Aim of the exercise - Present the lines below as a numbered list, leaving out any blank ones.
Start of Exercise data
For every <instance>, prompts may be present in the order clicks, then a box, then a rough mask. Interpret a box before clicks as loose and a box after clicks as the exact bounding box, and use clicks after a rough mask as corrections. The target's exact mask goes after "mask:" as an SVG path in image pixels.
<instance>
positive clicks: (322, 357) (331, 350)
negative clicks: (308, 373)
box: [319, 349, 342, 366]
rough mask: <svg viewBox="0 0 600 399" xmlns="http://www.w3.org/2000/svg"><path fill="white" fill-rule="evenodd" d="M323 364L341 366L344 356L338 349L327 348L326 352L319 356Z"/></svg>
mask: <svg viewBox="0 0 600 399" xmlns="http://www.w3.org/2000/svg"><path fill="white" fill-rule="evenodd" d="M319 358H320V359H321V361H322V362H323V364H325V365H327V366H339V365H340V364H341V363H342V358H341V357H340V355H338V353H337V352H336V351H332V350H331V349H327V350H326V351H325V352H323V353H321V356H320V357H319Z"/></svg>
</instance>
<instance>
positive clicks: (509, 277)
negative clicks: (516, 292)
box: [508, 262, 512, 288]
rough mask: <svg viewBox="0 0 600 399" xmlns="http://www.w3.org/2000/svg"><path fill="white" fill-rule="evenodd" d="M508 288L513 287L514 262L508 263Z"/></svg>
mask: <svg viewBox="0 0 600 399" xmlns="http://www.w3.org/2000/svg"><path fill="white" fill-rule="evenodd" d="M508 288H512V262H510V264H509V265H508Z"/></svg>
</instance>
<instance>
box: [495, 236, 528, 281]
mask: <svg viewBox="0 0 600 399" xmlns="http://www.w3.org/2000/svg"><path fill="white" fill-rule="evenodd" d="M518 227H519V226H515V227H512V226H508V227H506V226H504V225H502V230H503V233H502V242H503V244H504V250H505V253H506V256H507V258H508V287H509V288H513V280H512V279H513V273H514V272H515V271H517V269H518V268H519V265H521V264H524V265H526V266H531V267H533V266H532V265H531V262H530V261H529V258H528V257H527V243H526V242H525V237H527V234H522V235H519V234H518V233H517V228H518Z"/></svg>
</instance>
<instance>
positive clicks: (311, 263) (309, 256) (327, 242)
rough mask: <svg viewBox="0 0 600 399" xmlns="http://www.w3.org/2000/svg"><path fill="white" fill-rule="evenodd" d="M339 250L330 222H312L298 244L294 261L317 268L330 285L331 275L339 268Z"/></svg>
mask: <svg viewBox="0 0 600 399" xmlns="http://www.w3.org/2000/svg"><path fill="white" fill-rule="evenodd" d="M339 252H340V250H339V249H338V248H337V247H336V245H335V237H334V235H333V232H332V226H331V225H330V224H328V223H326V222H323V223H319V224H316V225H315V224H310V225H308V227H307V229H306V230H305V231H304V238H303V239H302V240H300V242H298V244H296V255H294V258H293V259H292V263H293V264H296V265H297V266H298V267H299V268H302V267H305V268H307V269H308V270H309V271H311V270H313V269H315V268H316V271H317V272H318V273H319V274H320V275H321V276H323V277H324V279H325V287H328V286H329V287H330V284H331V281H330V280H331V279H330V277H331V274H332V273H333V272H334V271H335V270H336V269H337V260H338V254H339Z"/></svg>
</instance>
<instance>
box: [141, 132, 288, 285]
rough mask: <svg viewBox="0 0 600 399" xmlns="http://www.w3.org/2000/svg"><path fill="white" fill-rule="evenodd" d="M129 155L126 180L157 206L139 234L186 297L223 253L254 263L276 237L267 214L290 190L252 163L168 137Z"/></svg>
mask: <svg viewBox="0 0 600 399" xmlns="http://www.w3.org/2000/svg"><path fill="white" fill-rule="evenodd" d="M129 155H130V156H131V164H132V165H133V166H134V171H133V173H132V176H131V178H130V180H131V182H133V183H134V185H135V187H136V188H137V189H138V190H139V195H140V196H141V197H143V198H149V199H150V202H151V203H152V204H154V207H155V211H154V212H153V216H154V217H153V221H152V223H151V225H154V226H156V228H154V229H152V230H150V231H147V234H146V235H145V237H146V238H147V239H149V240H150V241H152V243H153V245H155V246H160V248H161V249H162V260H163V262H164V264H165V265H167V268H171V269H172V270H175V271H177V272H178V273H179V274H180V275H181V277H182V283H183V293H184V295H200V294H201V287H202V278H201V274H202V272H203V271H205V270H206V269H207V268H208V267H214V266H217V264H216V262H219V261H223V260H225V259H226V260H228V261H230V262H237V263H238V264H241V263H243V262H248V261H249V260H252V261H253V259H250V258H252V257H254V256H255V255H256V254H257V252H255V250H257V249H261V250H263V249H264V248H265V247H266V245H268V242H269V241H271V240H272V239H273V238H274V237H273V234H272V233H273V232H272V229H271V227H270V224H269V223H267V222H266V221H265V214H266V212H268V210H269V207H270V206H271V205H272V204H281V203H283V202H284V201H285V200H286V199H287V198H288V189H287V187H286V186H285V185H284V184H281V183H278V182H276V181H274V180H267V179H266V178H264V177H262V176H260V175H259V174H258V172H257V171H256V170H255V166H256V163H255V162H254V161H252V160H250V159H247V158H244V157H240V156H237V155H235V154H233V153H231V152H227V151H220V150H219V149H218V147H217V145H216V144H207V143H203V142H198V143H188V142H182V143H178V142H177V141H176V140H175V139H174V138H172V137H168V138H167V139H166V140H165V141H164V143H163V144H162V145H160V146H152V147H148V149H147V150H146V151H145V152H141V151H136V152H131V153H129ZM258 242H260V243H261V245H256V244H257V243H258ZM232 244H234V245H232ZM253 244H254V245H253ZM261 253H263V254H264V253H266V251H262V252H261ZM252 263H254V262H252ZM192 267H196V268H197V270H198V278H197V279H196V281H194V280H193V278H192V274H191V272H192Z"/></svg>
End of Exercise data
Your response -
1. For every <instance>, prompts may be present in the order clicks, then a box, then a rough mask. Interpret a box before clicks as loose and a box after clicks as the exact bounding box, and use clicks after a rough mask as corrections. The target's exact mask goes after "mask:" as an SVG path in image pixels.
2. <instance>
3. positive clicks: (322, 357) (331, 350)
4. negative clicks: (308, 373)
5. box: [319, 349, 342, 366]
6. rough mask: <svg viewBox="0 0 600 399" xmlns="http://www.w3.org/2000/svg"><path fill="white" fill-rule="evenodd" d="M323 364L341 366L344 356L338 349L327 348L326 352L319 356Z"/></svg>
7. mask: <svg viewBox="0 0 600 399" xmlns="http://www.w3.org/2000/svg"><path fill="white" fill-rule="evenodd" d="M319 358H320V359H321V361H322V362H323V364H325V365H327V366H339V365H340V364H341V363H342V358H341V357H340V355H338V353H337V352H336V351H332V350H331V349H327V350H326V351H325V352H323V353H321V356H320V357H319Z"/></svg>
8. </instance>
9. <instance>
10. positive clicks: (509, 277)
11. negative clicks: (516, 292)
12. box: [508, 262, 512, 288]
13. rough mask: <svg viewBox="0 0 600 399" xmlns="http://www.w3.org/2000/svg"><path fill="white" fill-rule="evenodd" d="M508 288L513 287L514 262L508 263Z"/></svg>
14. mask: <svg viewBox="0 0 600 399" xmlns="http://www.w3.org/2000/svg"><path fill="white" fill-rule="evenodd" d="M508 288H512V262H510V264H509V265H508Z"/></svg>
15. </instance>
16. <instance>
17. box: [495, 236, 528, 281]
18. mask: <svg viewBox="0 0 600 399" xmlns="http://www.w3.org/2000/svg"><path fill="white" fill-rule="evenodd" d="M518 227H519V226H515V227H512V226H508V227H506V226H504V225H502V230H503V233H502V242H503V244H504V250H505V253H506V256H507V258H508V287H509V288H513V280H512V279H513V273H514V272H515V271H517V269H518V268H519V265H521V264H524V265H526V266H531V267H533V266H532V265H531V262H530V261H529V258H528V257H527V243H526V242H525V237H527V234H522V235H519V234H518V233H517V228H518Z"/></svg>
19. </instance>
20. <instance>
21. positive clicks: (311, 263) (309, 256) (327, 242)
22. rough mask: <svg viewBox="0 0 600 399" xmlns="http://www.w3.org/2000/svg"><path fill="white" fill-rule="evenodd" d="M339 250L330 222H312L298 244L294 261L317 268L330 285L331 275L339 268Z"/></svg>
23. mask: <svg viewBox="0 0 600 399" xmlns="http://www.w3.org/2000/svg"><path fill="white" fill-rule="evenodd" d="M339 252H340V250H339V249H338V248H337V247H336V245H335V237H334V235H333V232H332V226H331V225H330V224H328V223H326V222H323V223H319V224H316V225H315V224H310V225H308V227H307V229H306V230H305V231H304V238H303V239H302V240H300V242H298V244H296V255H294V258H293V259H292V263H293V264H296V265H297V266H298V267H299V268H302V267H305V268H307V269H308V270H309V271H311V270H313V269H315V268H316V271H317V272H318V273H319V274H320V275H321V276H323V277H324V279H325V287H328V286H329V287H330V284H331V281H330V280H331V279H330V277H331V274H332V273H333V272H334V271H335V270H336V269H337V260H338V254H339Z"/></svg>
24. </instance>
25. <instance>
26. box: [141, 132, 288, 285]
27. rough mask: <svg viewBox="0 0 600 399" xmlns="http://www.w3.org/2000/svg"><path fill="white" fill-rule="evenodd" d="M129 155L126 180L157 206L139 234L186 297L223 253L254 263L276 237L267 214L290 190L252 163L168 137Z"/></svg>
28. mask: <svg viewBox="0 0 600 399" xmlns="http://www.w3.org/2000/svg"><path fill="white" fill-rule="evenodd" d="M129 155H130V156H131V164H132V165H133V166H134V171H133V173H132V176H131V178H130V180H131V182H133V183H134V185H135V187H136V188H137V189H138V190H139V195H140V196H141V197H143V198H149V199H150V202H151V203H152V204H154V207H155V211H154V212H153V216H154V217H153V221H152V223H151V225H154V226H156V228H154V229H152V230H150V231H147V234H146V235H145V237H146V238H147V239H149V240H150V241H152V243H153V245H155V246H160V248H161V249H162V260H163V262H164V264H165V265H167V268H171V269H172V270H175V271H177V272H178V273H179V274H180V275H181V277H182V283H183V293H184V295H200V294H201V287H202V278H201V274H202V272H203V271H205V270H206V269H207V268H208V267H214V266H217V264H216V262H219V261H223V260H225V259H226V260H228V261H230V262H237V263H238V264H241V263H243V262H248V261H249V260H252V261H253V259H250V258H252V257H254V256H255V255H256V254H257V252H255V250H257V249H261V250H263V249H264V248H265V247H266V245H268V242H269V241H271V240H272V239H273V238H274V237H273V234H272V233H273V232H272V229H271V227H270V224H269V223H267V222H266V221H265V214H266V212H268V210H269V207H270V206H271V205H272V204H281V203H283V202H284V201H285V200H286V199H287V198H288V189H287V187H286V186H285V185H284V184H281V183H278V182H276V181H274V180H267V179H266V178H264V177H262V176H260V175H259V174H258V172H257V171H256V170H255V166H256V163H255V162H254V161H252V160H250V159H247V158H244V157H240V156H237V155H235V154H233V153H231V152H227V151H220V150H219V149H218V147H217V145H216V144H207V143H203V142H198V143H188V142H182V143H178V142H177V141H176V140H175V139H174V138H172V137H168V138H167V139H166V140H165V141H164V143H163V144H162V145H160V146H152V147H148V149H147V150H146V151H145V152H141V151H136V152H131V153H129ZM258 242H260V243H261V245H256V244H257V243H258ZM232 244H234V245H232ZM253 244H254V245H253ZM261 253H263V254H264V253H266V251H262V252H261ZM252 263H254V262H252ZM192 267H196V268H197V270H198V278H197V279H196V281H194V280H193V278H192V274H191V272H192Z"/></svg>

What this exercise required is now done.